Work to be completed:
Reproduce every one of the following rows word for word, without changing anything.

Items from a data source:

· · ·

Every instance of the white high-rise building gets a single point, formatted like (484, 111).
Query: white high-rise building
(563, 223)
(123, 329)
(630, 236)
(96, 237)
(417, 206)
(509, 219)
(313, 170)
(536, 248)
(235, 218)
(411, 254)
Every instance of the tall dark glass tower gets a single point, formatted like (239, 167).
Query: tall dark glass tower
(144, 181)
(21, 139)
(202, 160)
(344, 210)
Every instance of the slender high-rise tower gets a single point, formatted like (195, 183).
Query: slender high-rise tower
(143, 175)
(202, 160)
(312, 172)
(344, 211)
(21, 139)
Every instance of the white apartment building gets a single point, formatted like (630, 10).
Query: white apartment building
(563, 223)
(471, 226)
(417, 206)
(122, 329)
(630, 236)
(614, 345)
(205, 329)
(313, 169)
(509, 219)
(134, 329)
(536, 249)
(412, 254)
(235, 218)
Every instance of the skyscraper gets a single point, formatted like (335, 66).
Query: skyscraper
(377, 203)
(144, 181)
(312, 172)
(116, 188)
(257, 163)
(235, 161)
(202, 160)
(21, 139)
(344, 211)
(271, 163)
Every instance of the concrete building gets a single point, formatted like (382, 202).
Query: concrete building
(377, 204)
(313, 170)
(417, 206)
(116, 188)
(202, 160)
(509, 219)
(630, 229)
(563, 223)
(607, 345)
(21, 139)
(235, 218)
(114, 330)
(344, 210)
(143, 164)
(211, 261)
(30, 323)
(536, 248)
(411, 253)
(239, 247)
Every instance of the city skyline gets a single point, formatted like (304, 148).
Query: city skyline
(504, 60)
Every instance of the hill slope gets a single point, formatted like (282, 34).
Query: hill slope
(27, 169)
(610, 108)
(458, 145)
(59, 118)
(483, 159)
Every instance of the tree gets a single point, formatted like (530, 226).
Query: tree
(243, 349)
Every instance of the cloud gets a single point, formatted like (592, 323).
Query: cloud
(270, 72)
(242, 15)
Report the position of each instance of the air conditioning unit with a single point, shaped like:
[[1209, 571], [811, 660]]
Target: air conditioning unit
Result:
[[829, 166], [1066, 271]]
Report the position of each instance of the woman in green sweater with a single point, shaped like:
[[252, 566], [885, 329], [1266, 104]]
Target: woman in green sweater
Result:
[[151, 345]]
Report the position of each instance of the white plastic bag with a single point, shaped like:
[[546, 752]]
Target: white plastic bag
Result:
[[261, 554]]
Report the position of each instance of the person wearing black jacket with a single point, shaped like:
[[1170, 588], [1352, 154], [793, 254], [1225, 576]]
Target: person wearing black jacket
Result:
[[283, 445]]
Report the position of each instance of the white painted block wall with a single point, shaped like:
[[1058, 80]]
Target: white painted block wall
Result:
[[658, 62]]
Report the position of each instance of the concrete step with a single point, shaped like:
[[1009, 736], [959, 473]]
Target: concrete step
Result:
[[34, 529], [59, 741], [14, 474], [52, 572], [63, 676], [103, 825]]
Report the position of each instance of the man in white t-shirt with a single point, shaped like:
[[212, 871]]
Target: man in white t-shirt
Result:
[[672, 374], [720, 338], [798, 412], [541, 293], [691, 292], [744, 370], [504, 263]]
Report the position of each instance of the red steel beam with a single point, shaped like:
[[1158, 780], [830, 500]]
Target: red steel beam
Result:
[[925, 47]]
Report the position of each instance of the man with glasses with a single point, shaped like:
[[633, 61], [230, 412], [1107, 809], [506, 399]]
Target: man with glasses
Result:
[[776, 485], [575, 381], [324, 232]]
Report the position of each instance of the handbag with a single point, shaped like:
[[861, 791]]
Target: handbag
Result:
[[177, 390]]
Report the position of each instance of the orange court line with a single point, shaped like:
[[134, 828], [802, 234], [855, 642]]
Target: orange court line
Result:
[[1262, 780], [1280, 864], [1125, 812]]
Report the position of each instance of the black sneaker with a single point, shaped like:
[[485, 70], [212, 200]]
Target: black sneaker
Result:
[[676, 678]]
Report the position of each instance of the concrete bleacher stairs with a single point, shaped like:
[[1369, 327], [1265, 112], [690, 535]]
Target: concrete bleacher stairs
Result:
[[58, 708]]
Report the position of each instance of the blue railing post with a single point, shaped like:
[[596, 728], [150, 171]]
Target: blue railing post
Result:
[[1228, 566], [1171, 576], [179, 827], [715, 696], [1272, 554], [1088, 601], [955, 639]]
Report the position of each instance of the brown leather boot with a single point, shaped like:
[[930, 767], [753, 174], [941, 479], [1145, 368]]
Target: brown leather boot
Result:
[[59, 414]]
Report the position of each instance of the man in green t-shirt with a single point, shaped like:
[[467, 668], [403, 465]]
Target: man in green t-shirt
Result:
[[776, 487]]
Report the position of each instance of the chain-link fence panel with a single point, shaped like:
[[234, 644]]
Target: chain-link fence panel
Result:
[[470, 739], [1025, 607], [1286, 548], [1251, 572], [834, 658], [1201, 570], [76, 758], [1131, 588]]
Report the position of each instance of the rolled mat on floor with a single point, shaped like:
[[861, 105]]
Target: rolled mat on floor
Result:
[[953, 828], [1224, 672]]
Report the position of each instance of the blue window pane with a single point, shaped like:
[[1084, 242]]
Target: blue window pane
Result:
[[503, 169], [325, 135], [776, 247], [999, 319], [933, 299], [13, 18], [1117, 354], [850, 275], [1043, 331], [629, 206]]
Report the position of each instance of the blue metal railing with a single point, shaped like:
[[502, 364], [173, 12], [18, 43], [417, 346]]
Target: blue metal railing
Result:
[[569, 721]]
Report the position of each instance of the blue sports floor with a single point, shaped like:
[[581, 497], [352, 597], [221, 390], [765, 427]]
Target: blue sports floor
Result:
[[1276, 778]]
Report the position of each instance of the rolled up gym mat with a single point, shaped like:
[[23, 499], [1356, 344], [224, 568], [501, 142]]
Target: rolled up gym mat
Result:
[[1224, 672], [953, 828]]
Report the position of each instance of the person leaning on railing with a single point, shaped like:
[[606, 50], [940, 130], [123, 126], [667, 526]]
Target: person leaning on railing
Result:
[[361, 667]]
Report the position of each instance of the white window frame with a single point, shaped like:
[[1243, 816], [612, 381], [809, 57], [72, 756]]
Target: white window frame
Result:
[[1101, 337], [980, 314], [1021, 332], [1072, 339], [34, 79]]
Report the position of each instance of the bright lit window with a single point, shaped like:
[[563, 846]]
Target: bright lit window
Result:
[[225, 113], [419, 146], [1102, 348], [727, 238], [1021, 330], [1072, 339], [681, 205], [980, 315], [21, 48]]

· · ·

Response to the task:
Every instance of the white high-rise building gets a single point, formatted like (484, 111).
Query: white high-rise building
(563, 223)
(123, 329)
(630, 236)
(96, 237)
(417, 206)
(509, 219)
(313, 170)
(536, 248)
(235, 218)
(411, 254)
Every instance of the tall dark glass tower gets a single point, formatted like (239, 167).
Query: tall dark glass tower
(144, 181)
(21, 139)
(202, 160)
(344, 210)
Every instance of the slender high-rise tower gets a single point, formatted like (195, 183).
Query: slender high-rise tower
(143, 175)
(202, 160)
(312, 172)
(344, 211)
(21, 139)
Every instance of the white apartment building gets a single point, formatted like (630, 10).
Query: white apartment building
(563, 223)
(471, 226)
(417, 206)
(122, 329)
(630, 236)
(614, 345)
(205, 329)
(313, 169)
(509, 219)
(134, 329)
(536, 249)
(412, 254)
(235, 218)
Every instance of the skyscraper gets a single point, formatted like (335, 66).
Query: skyscraper
(377, 203)
(144, 181)
(312, 172)
(116, 188)
(257, 163)
(235, 161)
(202, 160)
(21, 139)
(344, 211)
(271, 163)
Every instance of the concrete building gets a single point, formatted like (382, 202).
Query: concrete building
(377, 204)
(313, 170)
(417, 206)
(116, 188)
(202, 160)
(509, 219)
(630, 229)
(563, 223)
(607, 345)
(21, 139)
(235, 218)
(114, 330)
(344, 210)
(143, 164)
(211, 261)
(30, 323)
(536, 248)
(411, 253)
(239, 247)
Every instance of the city skyline gets a single point, formatted like (304, 148).
Query: city skyline
(504, 60)
Every instance of the hill slope gets a single point, formatted like (282, 34).
Query: hill slope
(27, 169)
(610, 108)
(458, 145)
(59, 118)
(483, 159)
Every instance of the tree gets a single point, formatted like (530, 226).
Query: tree
(243, 349)
Every instance of the cloud gets a single point, formatted like (592, 323).
Query: cloud
(270, 72)
(242, 15)
Report the position of each instance of the air conditioning unit with a single point, shaped like:
[[1209, 571], [811, 660]]
Target: air conditioning unit
Result:
[[829, 166], [1066, 271]]
Report the position of each instance of the woman in green sweater with a single point, shaped like:
[[252, 566], [885, 329], [1266, 104]]
Target: woman in green sweater
Result:
[[151, 345]]
Report the position of each instance of the white plastic bag with a single point, shaped like:
[[546, 752]]
Target: white plastic bag
Result:
[[261, 554]]
Report the position of each instance of the person wearing black jacket with a single point, shaped like:
[[1170, 588], [1352, 154], [793, 254], [1225, 576]]
Target: person wearing black jacket
Result:
[[283, 445]]
Report the position of each instance of the white painted block wall with a single point, shaped like:
[[1058, 80]]
Target: white painted block wall
Result:
[[658, 62]]
Report the position of each instance of the concrete step with a single point, shaped like:
[[1009, 736], [959, 473]]
Target: concrete step
Result:
[[34, 529], [59, 741], [14, 474], [52, 572], [63, 676], [103, 825]]
Report the position of each instance of the man in white t-shirt with a single point, shaped like:
[[212, 871]]
Target: man in white t-shirt
Result:
[[672, 374], [720, 338], [798, 412], [541, 293], [691, 292], [744, 370], [504, 263]]
Report the position of each instance of the red steel beam with a single point, shaped like:
[[1158, 780], [830, 500]]
Target: red steel beam
Result:
[[925, 47]]
Report the position of each instance of the man with glasses with a single point, shaped like:
[[633, 61], [230, 412], [1107, 809], [506, 399]]
Target: man with glasses
Result:
[[776, 485], [575, 381], [324, 232]]
Report the position of each instance of the handbag with a single point, shaped like:
[[861, 791]]
Target: handbag
Result:
[[177, 390]]
Report the position of each instance of the orange court line with a single point, shaped like:
[[134, 828], [802, 234], [855, 642]]
Target: orange court line
Result:
[[1262, 780], [1280, 864], [1125, 812]]
Report the position of each instance of the black sneaker with a single point, shaped like:
[[485, 70], [212, 200]]
Target: black sneaker
Result:
[[676, 678]]
Report the position of each instance of the concrete bleacher stairs with a single point, shaped like:
[[1369, 327], [1265, 112], [690, 535]]
Target: concrete bleacher stairs
Result:
[[58, 708]]
Report the position of each instance of the blue railing post with a single point, shaped like:
[[596, 728], [150, 171]]
Target: blue railing post
Result:
[[1228, 566], [1171, 576], [179, 827], [715, 696], [1272, 554], [1088, 601], [955, 639]]
Report the position of each instance of the brown leather boot with a single point, shaped like:
[[930, 767], [753, 174], [941, 479], [1145, 368]]
Target: brown leather boot
Result:
[[59, 414]]
Report the position of each instance of the man in green t-shirt with a single point, shaped like:
[[467, 668], [403, 465]]
Target: man in green t-shirt
Result:
[[776, 487]]
Report the position of each instance of the chain-link fence panel with a single point, shaped like:
[[234, 644]]
Target: chain-link fence panel
Result:
[[470, 739], [1025, 607], [1286, 548], [1251, 572], [834, 658], [1201, 570], [76, 758], [1131, 588]]
Report the position of each instance of the rolled mat on floor with a single point, shaped like:
[[861, 105]]
Target: rolled mat on floor
Result:
[[953, 828], [1224, 672]]
Report the position of each instance of the blue window pane with a single point, shaped like:
[[1084, 242]]
Target: blue window pane
Result:
[[503, 169], [325, 135], [776, 247], [999, 319], [933, 299], [13, 18], [1117, 354], [850, 275], [1043, 331], [629, 206]]
Report the position of each instance of the blue metal railing with a single point, shaped like:
[[502, 364], [173, 12], [18, 43], [417, 346]]
Target: blue metal railing
Result:
[[569, 721]]
Report the position of each instance of the blue sports floor with a single point, shaped like:
[[581, 497], [352, 597], [221, 390], [765, 427]]
Target: blue sports floor
Result:
[[1276, 778]]
Report the position of each instance of the rolled up gym mat with a single point, shaped like:
[[23, 499], [1356, 344], [224, 568], [501, 142]]
Target: rolled up gym mat
Result:
[[1224, 672], [953, 828]]
Report the position of each instance of the person leaning on railing with a single point, shaped like:
[[606, 50], [940, 130], [123, 126], [667, 526]]
Target: person leaning on railing
Result:
[[361, 667]]
Report the position of each instance of the white window frame with a single point, shaped like:
[[1243, 816], [612, 381], [809, 57], [72, 756]]
Target: white window frame
Result:
[[1101, 337], [980, 314], [1021, 332], [1072, 339], [34, 79]]
Report the position of each instance of the bright lit window with a single point, shaped like:
[[563, 846]]
Target: bright lit window
Result:
[[225, 113], [419, 146], [1102, 348], [727, 238], [1021, 330], [1072, 339], [681, 205], [980, 315], [21, 48]]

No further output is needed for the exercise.